ЧТО СДЕЛАТЬ |
A – Перечислите все почести, которые, согласно отрывку о Суворове, готовились ему при встрече в Петербурге.
B – Допишите следующую часть отрывка о Суворове сразу после подписи Павла.

ОТРЫВОК ДОКУМЕНТА |
——————————
В марте состояние героя России несколько улучшилось, и Вейкарт разрешил ему отправиться в столицу, при условии «ехать медленно, не более двадцати пяти верст в сутки». Суворов ехал в старом дормезе – большой карете, приспособленной для сна в пути. В Нарве генералиссимуса должны были ждать придворные кареты и флигель-адъютант с царским письмом. Ф. В. Ростопчин писал Суворову о готовящейся встрече в Петербурге и о торжествах по поводу его прибытия в столицу. Суворова уже официально уведомили, что комнаты ему будут отведены в Зимнем дворце, а он сам проедет через город в специальной карете с золочеными княжескими коронами. На пути следования экипажа предполагалось построить гвардейские части в две шеренги, лицом друг к другу. На всем пути следования генералиссимуса будет приветствовать звон церковных колоколов, а затем артиллерийский салют со стен Петропавловской крепости. Ожидание подобной встречи придавало сил больному полководцу.
И вот, на одном из дорожных перегонов, адъютант генералиссимуса вытащил дрожащими руками из кармана мундира императорский рескрипт и тихим голосом прочел:
«Господин Генералиссимус, князь Италийский, граф Суворов-Рымникский!
Дошло до сведения моего, что во время командования Вами войсками моими за границею имели Вы при себе генерала, коего называли дежурным, вопреки всех моих установлений и высочайшего устава, то и, удивляясь оному, повелеваю Вам уведомить меня, что Вас понудило сие сделать.
Павел».
——————————
ВХОДНЫЕ ДАННЫЕ |
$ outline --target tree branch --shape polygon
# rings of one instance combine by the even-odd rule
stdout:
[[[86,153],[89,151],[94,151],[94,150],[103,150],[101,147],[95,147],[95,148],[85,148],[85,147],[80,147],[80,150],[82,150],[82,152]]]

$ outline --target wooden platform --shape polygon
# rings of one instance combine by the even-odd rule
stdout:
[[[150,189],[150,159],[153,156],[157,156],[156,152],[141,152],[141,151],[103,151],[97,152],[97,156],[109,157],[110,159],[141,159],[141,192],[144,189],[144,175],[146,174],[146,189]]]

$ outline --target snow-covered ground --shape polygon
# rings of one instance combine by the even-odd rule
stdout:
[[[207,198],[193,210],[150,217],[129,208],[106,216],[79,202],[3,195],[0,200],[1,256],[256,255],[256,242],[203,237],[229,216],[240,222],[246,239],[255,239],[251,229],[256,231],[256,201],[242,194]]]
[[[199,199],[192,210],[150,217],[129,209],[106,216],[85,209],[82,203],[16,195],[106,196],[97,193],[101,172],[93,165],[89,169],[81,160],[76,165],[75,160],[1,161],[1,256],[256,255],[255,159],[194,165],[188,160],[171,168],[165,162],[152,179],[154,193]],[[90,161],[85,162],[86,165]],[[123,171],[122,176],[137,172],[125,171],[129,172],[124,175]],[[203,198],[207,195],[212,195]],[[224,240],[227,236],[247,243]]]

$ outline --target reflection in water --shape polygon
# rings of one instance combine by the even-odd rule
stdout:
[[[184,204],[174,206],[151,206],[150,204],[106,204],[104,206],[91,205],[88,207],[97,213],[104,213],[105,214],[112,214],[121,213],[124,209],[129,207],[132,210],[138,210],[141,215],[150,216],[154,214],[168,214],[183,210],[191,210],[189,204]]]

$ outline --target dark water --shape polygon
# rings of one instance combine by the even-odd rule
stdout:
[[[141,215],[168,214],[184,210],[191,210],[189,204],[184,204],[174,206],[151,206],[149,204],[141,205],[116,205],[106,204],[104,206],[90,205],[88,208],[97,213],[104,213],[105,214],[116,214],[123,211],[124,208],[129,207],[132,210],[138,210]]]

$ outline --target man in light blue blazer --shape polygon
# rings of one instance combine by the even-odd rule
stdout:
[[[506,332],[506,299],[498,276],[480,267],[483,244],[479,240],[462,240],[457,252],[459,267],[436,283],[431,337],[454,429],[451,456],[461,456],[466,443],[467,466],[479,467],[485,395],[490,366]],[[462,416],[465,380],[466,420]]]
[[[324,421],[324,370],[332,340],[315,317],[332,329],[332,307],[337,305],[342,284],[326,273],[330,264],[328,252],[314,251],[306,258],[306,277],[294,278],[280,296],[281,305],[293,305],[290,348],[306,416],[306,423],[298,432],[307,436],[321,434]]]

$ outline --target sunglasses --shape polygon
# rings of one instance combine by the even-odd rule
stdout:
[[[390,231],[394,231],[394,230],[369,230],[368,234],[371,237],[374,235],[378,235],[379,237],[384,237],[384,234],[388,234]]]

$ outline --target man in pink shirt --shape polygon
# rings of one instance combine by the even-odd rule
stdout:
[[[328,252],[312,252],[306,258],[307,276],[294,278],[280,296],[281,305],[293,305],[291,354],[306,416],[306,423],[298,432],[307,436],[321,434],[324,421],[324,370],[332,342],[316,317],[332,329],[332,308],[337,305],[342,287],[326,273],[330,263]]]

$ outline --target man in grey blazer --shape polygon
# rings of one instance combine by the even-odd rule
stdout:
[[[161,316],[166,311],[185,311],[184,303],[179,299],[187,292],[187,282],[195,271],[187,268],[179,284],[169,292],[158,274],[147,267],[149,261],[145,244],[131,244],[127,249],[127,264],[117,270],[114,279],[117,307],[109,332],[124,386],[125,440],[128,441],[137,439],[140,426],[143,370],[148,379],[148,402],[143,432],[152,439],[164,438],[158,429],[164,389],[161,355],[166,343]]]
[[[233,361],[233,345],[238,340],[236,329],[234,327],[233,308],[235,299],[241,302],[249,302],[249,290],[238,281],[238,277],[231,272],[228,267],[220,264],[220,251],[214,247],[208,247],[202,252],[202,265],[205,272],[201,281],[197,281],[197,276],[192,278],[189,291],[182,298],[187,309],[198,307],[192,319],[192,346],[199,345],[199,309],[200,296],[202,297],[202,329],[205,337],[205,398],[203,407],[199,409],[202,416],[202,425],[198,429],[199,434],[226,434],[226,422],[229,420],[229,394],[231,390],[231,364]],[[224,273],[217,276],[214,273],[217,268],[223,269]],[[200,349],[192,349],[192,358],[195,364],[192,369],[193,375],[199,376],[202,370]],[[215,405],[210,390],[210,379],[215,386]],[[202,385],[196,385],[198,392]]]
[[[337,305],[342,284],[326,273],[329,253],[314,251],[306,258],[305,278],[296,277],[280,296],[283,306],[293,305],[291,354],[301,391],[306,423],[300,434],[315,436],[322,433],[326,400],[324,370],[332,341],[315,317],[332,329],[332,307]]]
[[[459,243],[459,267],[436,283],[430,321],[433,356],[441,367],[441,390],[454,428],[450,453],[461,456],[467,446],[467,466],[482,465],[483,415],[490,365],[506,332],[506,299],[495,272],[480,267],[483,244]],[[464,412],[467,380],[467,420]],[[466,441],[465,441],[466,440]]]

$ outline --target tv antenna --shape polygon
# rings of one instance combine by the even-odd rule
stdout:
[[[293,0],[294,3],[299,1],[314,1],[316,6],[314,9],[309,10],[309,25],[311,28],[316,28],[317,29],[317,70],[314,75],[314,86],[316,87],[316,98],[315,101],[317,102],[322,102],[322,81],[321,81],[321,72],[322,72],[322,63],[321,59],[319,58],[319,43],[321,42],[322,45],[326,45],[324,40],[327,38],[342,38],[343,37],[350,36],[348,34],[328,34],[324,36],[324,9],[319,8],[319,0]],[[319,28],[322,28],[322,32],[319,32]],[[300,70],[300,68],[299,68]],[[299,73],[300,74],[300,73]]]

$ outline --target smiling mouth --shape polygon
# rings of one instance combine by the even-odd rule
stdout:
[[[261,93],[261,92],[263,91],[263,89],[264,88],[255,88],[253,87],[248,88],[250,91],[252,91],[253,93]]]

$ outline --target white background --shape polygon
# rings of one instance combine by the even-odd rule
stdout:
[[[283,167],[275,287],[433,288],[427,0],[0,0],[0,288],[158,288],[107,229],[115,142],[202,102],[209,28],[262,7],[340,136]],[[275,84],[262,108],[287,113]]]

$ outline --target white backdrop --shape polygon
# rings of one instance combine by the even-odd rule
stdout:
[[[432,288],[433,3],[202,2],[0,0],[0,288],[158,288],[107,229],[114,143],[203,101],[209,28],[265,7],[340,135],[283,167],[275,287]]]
——————————
ОТВЕТЫ |
A –
- Комнаты, отведенные ему в Зимнем дворце.
- Проезд через город в специальной карете с золочеными княжескими коронами.
- Гвардейские части, построенные вдоль пути экипажа в две шеренги лицом друг к другу.
- Звон церковных колоколов на всем пути следования.
- Артиллерийский салют со стен Петропавловской крепости.

B –
После известия о царской немилости Суворову сразу стало хуже. Усилился кашель. Снова по всему телу высыпали болезненные пузыри.
Теплым апрельским вечером дормез Суворова прибыл в Стрельну. Александр Васильевич облачился в парадный мундир, надеясь, что здесь, по повелению Павла I, его встретит императорский флигель-адъютант. Однако царь отменил приказ. Полководца встречали толпы народа – крестьяне, горожане, чиновники, ремесленники и купцы. Здесь его ожидали родные – сын Аркадий, племянник Дмитрий Иванович Хвостов и князь Багратион. Осторожный статский советник Хвостов торопил дядюшку поскорее ехать домой, на набережную Крюкова канала, боялся, чтобы эту народную встречу не сочли за демонстрацию против императорской воли. Как столичный житель, он прекрасно знал вспышки царского гнева и их последствия. Лучше быстрее, в сумраке весеннего вечера проехать по опустевшим петербургским улицам до тихой Коломны, к дому № 23, где для Александра Васильевича уже были обустроены апартаменты с видом на набережную Крюкова канала, ибо праздничные комнаты, отведенные генералиссимусу в Зимнем дворце, по распоряжению Павла I отдали принцу Мекленбургскому. 20 апреля 1800 года в 10 часов вечера дормез с больным Суворовым медленно въехал в Коломну и остановился у дома вдовы полковника Фомина.
На следующий день по приезде Суворова в Петербург к нему на Крюков канал явился посланец царя. Александр Васильевич был настолько слаб, что уже не вставал с постели. Дмитрий Иванович Хвостов с перепуганным лицом вбежал в комнату дядюшки, скороговоркой сообщив о посетителе. Суворов был взволнован, его не покидала надежда, что Павел I опомнится и опала прекратится. Вошел князь Долгорукий и бесстрастным тоном сообщил волю государя: «Генералиссимусу князю Суворову впредь воспрещается посещать императорский дворец».
Через два дня по распоряжению Павла у Суворова отобрали даже адъютантов. «Полковник Кушников и подполковник барон Розен определены в полки Петербургского гарнизона», – сообщили «Петербургские ведомости» 25 апреля 1800 года.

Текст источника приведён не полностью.